## COMPLETE THE FOLLOWING
a. Rewrite the rows starting at the line containing "Formation-chart tagging: label the wooden pier" and ending at the last row, replacing "vegetation" with "foliage" and keeping everything else unchanged.
b. Extend the baseball conversation about single-game RBI records from where it stops.

## SOURCE TEXT

Jim: I punched out a lot of all-star ballots for Johnny Damon, among others, at the Devil Rays-Rangers game (because my father dumped a bunch of them in my lap, and there was nothing else to do). No wonder he’s running third!
Steve: this is only partially related but on Wed night, Vladimir Guerrero (leading AL outfield vote getter) had 9 RBI in a game. I looked around a bit for the single game record to no avail. Jim? Levi?
Jim: According to the chart that was in Thursday’s L.A. Times, the record is 12, held by both Jim Bottomley of the Cardinals (who did it on September 16, 1924) and Mark Whiten of the Cardinals (September 7, 1993). The A.L. record is 11, held by Tony Lazzeri of the Yankees (May 24, 1936).
Levi: I was listening to the Mark Whiten game. It was something.
His feat is impressive because he drove in all 12 on home runs. Four of them.
Secho: I was thinking Whiten was probably the worst player ever to hit 4 HRs in a game (and this is a category that includes Mike Cameron); despite hitting 25 homers and driving in 99 in 1993, Whiten had only a .746 OPS. How do you drive in 99 while slugging .423? Hell, even Kevin Elster slugged .462 when he inexplicably drove in 99 runs. Okay, Johnny Damon’s only slugging .416 with 31 RBI, but I’ll grow a mullet if he’s sitting at 100 RBI with his current line at the end of the season.

## PROVIDED RECORDS
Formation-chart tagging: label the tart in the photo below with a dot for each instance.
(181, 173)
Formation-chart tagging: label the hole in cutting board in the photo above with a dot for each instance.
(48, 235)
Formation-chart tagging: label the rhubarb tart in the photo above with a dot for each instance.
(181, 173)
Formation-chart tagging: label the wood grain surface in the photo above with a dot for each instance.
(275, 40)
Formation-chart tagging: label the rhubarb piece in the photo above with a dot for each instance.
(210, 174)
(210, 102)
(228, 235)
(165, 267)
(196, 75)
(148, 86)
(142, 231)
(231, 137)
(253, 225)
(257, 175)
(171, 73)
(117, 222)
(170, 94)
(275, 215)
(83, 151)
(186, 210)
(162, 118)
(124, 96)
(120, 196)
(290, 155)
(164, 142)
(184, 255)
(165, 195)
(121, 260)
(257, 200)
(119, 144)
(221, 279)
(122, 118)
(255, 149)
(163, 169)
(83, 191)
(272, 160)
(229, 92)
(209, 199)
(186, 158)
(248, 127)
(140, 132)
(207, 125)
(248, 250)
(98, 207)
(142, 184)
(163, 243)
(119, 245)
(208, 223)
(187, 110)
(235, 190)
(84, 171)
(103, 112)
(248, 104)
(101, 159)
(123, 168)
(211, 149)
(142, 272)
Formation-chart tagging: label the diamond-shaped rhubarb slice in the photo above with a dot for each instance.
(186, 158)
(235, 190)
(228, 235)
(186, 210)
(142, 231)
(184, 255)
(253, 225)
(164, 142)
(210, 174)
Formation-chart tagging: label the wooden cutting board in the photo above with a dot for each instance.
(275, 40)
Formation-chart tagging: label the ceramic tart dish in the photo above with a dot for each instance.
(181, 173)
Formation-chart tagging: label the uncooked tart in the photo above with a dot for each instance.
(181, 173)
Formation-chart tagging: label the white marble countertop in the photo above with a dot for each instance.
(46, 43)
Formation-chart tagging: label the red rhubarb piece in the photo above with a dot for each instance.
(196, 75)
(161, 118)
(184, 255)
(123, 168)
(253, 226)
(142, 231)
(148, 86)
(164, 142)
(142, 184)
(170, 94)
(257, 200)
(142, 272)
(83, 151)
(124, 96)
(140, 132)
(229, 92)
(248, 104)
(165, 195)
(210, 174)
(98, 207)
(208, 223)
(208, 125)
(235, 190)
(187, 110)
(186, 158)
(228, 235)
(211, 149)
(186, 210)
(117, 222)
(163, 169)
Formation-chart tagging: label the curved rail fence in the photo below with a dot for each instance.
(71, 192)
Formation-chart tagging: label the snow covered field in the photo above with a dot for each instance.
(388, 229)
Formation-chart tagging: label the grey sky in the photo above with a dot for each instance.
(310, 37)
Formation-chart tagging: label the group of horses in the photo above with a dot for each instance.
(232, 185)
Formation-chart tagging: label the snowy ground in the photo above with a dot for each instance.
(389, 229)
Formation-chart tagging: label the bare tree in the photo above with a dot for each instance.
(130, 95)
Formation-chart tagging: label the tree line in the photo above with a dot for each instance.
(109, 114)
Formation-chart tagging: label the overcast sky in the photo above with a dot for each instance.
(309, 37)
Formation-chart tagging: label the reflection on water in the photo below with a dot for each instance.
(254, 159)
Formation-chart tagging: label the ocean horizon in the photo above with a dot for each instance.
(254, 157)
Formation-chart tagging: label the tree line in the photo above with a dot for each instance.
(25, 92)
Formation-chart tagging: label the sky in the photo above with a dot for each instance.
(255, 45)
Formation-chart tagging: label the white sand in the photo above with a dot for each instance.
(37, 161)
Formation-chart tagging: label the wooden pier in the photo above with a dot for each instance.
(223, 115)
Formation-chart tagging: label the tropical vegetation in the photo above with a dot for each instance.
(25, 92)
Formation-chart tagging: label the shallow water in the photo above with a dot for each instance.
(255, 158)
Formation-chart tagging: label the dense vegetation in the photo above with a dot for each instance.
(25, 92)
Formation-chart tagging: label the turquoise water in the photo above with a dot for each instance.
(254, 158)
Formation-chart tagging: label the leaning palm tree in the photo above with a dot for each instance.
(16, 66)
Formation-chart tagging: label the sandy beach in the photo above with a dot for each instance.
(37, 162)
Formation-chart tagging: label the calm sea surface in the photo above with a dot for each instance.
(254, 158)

## ANSWERS
a.
Formation-chart tagging: label the wooden pier in the photo above with a dot for each instance.
(223, 115)
Formation-chart tagging: label the tropical foliage in the photo above with a dot for each instance.
(25, 92)
Formation-chart tagging: label the shallow water in the photo above with a dot for each instance.
(255, 158)
Formation-chart tagging: label the dense foliage in the photo above with a dot for each instance.
(25, 92)
Formation-chart tagging: label the turquoise water in the photo above with a dot for each instance.
(254, 158)
Formation-chart tagging: label the leaning palm tree in the photo above with a dot for each instance.
(16, 66)
Formation-chart tagging: label the sandy beach in the photo above with a dot for each instance.
(37, 162)
Formation-chart tagging: label the calm sea surface in the photo above with a dot for each instance.
(254, 158)

b.
Anyway, I thought Whiten was the worst 4-homer player unil I stumbled upon Pat Seerey, who did it for the White Sox in 1948. He was a career .224 hitter who only played 4 games in 1949 before being cut and never played again. This after leading the Sox with 18 homers and 64 RBI in 1948. Even Seerey had a .768 OPS that season, though, so I may be switching my vote back to Whiten.
Levi: Whiten really was a bad hitter, a mistake hitter who would flash such impressive power on those few bad pitches he hammered that he’d have you scratching your head.
Whiten somehow only hit 13 doubles in 1993, which goes a long way (with his lousy batting average) to explaining his low slugging percentage. And the RBI were (Here’s where I wish Dan Rivkin was reading this blog regularly), I’m guessing, about 40% Gregg Jeffries (.342/.408/.485), 20% Ray Lankford (.238/.366./.346), 20% Bernard Gilkey (.305/.370/.481). God knows where the other 20% came from.
Oh, and Jim Bottomley was known as Sunny Jim Bottomley.
The Dodgers have dropped their mascot plans. They say they’re still looking at other options to improve the entertainment experience at Dodger Stadium.
Two recent pieces of news from the Los Angeles Dodgers: their organist Nancy Bea Hefley is playing a lot less than she used to, and they’re considering adding a mascot (no link available, but there was a story in today’s L.A. Times that, if today were April 1 and not June 1, I would have thought was fake).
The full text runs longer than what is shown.